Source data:
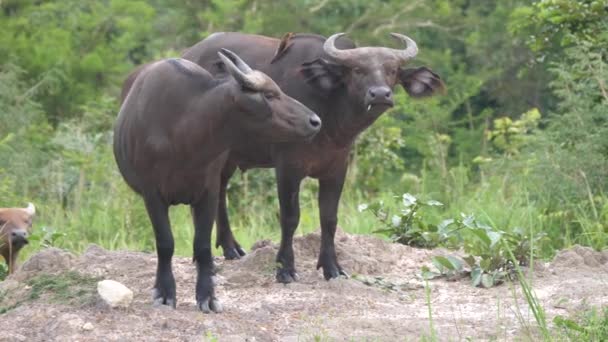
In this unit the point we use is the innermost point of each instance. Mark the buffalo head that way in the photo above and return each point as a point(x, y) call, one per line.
point(15, 225)
point(369, 74)
point(267, 110)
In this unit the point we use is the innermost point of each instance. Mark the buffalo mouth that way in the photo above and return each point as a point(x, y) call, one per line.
point(18, 243)
point(379, 106)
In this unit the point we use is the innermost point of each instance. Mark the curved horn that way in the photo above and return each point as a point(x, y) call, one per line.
point(237, 60)
point(408, 53)
point(411, 49)
point(30, 210)
point(330, 48)
point(241, 72)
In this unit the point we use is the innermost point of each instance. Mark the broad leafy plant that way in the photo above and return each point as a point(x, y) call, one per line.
point(491, 254)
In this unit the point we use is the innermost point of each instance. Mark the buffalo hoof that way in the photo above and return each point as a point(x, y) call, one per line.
point(286, 276)
point(165, 298)
point(209, 304)
point(233, 253)
point(331, 270)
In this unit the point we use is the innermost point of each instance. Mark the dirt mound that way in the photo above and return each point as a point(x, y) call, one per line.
point(394, 306)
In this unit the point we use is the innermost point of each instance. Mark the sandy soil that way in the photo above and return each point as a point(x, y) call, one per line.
point(258, 309)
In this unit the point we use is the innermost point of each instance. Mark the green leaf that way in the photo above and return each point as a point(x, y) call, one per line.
point(444, 224)
point(434, 203)
point(494, 237)
point(443, 261)
point(470, 260)
point(456, 262)
point(483, 236)
point(567, 323)
point(487, 280)
point(476, 276)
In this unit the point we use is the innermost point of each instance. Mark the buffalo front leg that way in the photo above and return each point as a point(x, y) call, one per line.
point(289, 192)
point(232, 249)
point(203, 213)
point(330, 190)
point(164, 286)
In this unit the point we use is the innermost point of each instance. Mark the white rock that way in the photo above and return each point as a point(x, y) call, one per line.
point(114, 293)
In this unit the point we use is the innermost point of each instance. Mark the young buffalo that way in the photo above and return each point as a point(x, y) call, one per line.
point(172, 138)
point(15, 226)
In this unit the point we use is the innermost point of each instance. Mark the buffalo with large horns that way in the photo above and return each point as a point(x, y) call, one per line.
point(171, 141)
point(349, 87)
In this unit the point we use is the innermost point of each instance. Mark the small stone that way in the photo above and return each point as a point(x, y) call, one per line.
point(114, 293)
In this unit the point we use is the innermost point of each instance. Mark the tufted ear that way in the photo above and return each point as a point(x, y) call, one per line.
point(323, 75)
point(421, 82)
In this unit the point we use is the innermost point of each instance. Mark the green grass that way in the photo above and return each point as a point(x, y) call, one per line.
point(70, 288)
point(590, 325)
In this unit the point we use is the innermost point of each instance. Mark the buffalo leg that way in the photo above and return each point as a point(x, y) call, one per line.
point(232, 249)
point(330, 190)
point(203, 213)
point(164, 286)
point(10, 258)
point(289, 192)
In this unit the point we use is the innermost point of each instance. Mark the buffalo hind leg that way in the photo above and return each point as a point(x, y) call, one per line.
point(232, 249)
point(330, 190)
point(164, 286)
point(289, 192)
point(203, 214)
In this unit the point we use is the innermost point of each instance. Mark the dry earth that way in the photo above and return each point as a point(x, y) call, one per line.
point(258, 309)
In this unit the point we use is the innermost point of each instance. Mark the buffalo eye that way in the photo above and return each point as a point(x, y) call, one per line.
point(271, 96)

Given request: Retype all of the records above word for word, leaving out the pictures.

Result of this task:
In this unit the point we use is the innermost point of each instance. Mark the buffalo head that way in the photo above and return each point as a point(x, y) call, one per line.
point(15, 225)
point(369, 74)
point(267, 110)
In this unit the point we use is the innermost point of each instance. Mark the buffalo mouth that way in the photo above and return each point as a point(x, y) call, one per line.
point(18, 243)
point(379, 106)
In this unit the point we use is the innermost point of each instance. Mark the curved horn that way in the photo above and return each point as a point(x, y) call, one per line.
point(237, 60)
point(408, 53)
point(411, 49)
point(30, 210)
point(330, 48)
point(241, 72)
In this unit the point we use is the innermost point of each instance. Mark the broad leafy plant that way in the photo above and return each point as a point(x, y) call, one per line.
point(491, 254)
In this unit the point we use is the innermost point of each instance. Mark the buffalo hoof that way in the photo above and return each point as a point(x, y) call, one per line.
point(286, 276)
point(165, 298)
point(209, 304)
point(233, 253)
point(331, 270)
In this unit the point we use is the innermost point of each instance. Mark the dirt mound that way in the photo above and return each point as a point(x, y) call, one per line.
point(394, 306)
In this unit the point we use is the innermost point of each instance. Mark the sandy soil that way in the photo above and return each point as a point(x, y) call, one per line.
point(258, 309)
In this unit the point we use is the innermost point of each instance. Mark the green leaf that way in the photo above and return each point as a point(x, y) call, one per line.
point(444, 224)
point(434, 203)
point(494, 237)
point(443, 261)
point(470, 260)
point(456, 262)
point(483, 236)
point(567, 323)
point(487, 280)
point(476, 276)
In this unit the point we use is the innermost point of each instance. Mark the buffalo front leg that way in the photo above and return each point as a point(x, y) call, one per line.
point(289, 192)
point(232, 249)
point(203, 213)
point(330, 190)
point(164, 286)
In this unit the point we use is the innermost point of each instance. Mark the white rock that way in the photo above and return each point as a point(x, y) call, one per line.
point(114, 293)
In this unit the point we use is the innermost point of each instance. Mark the young buffalo that way in the photo above and return each point as a point(x, y) call, one per line.
point(172, 138)
point(15, 226)
In this unit the point we use is the innermost point of each instance. Mark the buffalo with large horns that way in the photo above and return each point as a point(x, y) call, one per line.
point(171, 141)
point(349, 87)
In this unit the point we use is the innermost point of each instance. Mark the small stone that way in the photo above and return each point as a point(x, y) call, one per line.
point(114, 293)
In this unit the point we use is the innermost point of each instance. Mark the tufted ear that way in the photo above and return each point as a point(x, y) call, one per line.
point(323, 75)
point(421, 82)
In this unit the point we use is the innermost point of each instance. Mark the green grass that way in the photo above and return each point as a point(x, y) call, one per line.
point(70, 288)
point(590, 325)
In this unit the point we use is the innermost point of each instance. Mark the buffalo leg that way in the photo above and return each point as a point(x, y) call, one per line.
point(232, 249)
point(330, 190)
point(203, 213)
point(164, 286)
point(10, 258)
point(289, 192)
In this unit the point we use is the innermost point of each instance. Mark the buffalo hind leg that way in the photo above and return each point as a point(x, y) call, one per line.
point(232, 249)
point(330, 190)
point(164, 286)
point(289, 192)
point(203, 214)
In this unit the point we use is the innermost point of each instance. Mark the dry earth that way in the photo above and return each point as a point(x, y) call, one per line.
point(258, 309)
In this unit the point we use is the innermost point of each instance. Mark the buffalo eye that way in the photo above and return each point as a point(x, y) call, one per line.
point(271, 96)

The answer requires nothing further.